### GIVEN INSTRUCTION A
According to the article on Amtrak's canceled routes, how long did railroads and union representatives meet with the Labor Department on Wednesday?
[Begin PAGE TEXT]
Amtrak Works to Restore Canceled Routes as Unions Reach Tentative Deal

The national passenger rail network had started canceling all of its long-distance trains on Thursday amid ongoing freight rail labor talks threatening to lead to a possible strike.

Amtrak long-distance train

Long-distance train routes like the Empire Builder between Chicago and Seattle were all going to be put on hold if labor disputes continued.

Photo by Shutterstock

Amtrak is working to quickly to restore canceled trains after President Joe Biden announced Thursday that a tentative agreement with the country’s freight rail unions has been reached. The deal thwarts a looming strike that was gearing up to take place on Friday and threatened to shut down rail lines across the country if negotiations hit a stalemate.

“While these negotiations do not involve Amtrak or the Amtrak workforce, many of our trains operate over freight railroad tracks,” Amtrak said in a September 13 statement about the ongoing labor talks.

With a resolution still up in the air as of Wednesday night, Amtrak had begun making initial service adjustments, including canceling all of its long-distance trains in an effort to avoid possible disruptions.

But after a tentative deal was reached, Amtrak said that it “is working to quickly restore canceled trains and reaching out to impacted customers to accommodate on first available departures,” according to a statement sent to AFAR.

Railroads and union representatives met with the Labor Department for 20 hours on Wednesday to hammer out an agreement. The tentative deal will go to union members for a vote after a post-ratification cooling-off period of several weeks.

In addition to long-distance trains, Amtrak had planned to cancel service on the Capitol Corridor, Amtrak Cascades, Heartland Flyer, Illinois Service, Michigan Service, Pacific Surfliner (partially), Piedmont, San Joaquins, Springfield Service (north of Springfield), and Virginia Service. All of these services are being restored.

Amtrak train routes that were not impacted by cancellations include:

  • Acela service between Boston, New York, and Washington, D.C.
[End PAGE TEXT]
[Begin DATA PROVIDED]
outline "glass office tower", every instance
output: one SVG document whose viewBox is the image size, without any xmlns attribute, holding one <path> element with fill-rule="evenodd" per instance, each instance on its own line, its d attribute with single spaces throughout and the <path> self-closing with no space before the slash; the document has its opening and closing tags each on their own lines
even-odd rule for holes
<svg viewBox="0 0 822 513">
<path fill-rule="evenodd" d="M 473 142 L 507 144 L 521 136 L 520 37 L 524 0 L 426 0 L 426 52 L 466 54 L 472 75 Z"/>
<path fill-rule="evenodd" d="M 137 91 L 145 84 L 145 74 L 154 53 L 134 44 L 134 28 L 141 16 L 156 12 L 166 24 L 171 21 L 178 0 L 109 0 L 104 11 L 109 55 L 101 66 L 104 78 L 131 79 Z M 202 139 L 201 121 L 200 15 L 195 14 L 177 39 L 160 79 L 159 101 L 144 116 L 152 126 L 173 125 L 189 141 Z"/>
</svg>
[End DATA PROVIDED]
### GIVEN INSTRUCTION B
Give every line of the entries above as a JSON list of strings, one string per line, with blank lines left out.

### TASK RESPONSE A
They met for 20 hours.

### TASK RESPONSE B
[
  "outline \"glass office tower\", every instance",
  "output: one SVG document whose viewBox is the image size, without any xmlns attribute, holding one <path> element with fill-rule=\"evenodd\" per instance, each instance on its own line, its d attribute with single spaces throughout and the <path> self-closing with no space before the slash; the document has its opening and closing tags each on their own lines",
  "even-odd rule for holes",
  "<svg viewBox=\"0 0 822 513\">",
  "<path fill-rule=\"evenodd\" d=\"M 473 142 L 507 144 L 521 136 L 520 37 L 524 0 L 426 0 L 426 52 L 466 54 L 472 75 Z\"/>",
  "<path fill-rule=\"evenodd\" d=\"M 137 91 L 145 84 L 145 74 L 154 53 L 134 44 L 134 28 L 141 16 L 156 12 L 166 24 L 171 21 L 178 0 L 109 0 L 104 11 L 109 55 L 101 66 L 104 78 L 131 79 Z M 202 139 L 201 121 L 200 15 L 195 14 L 177 39 L 160 79 L 159 101 L 144 116 L 152 126 L 173 125 L 189 141 Z\"/>",
  "</svg>"
]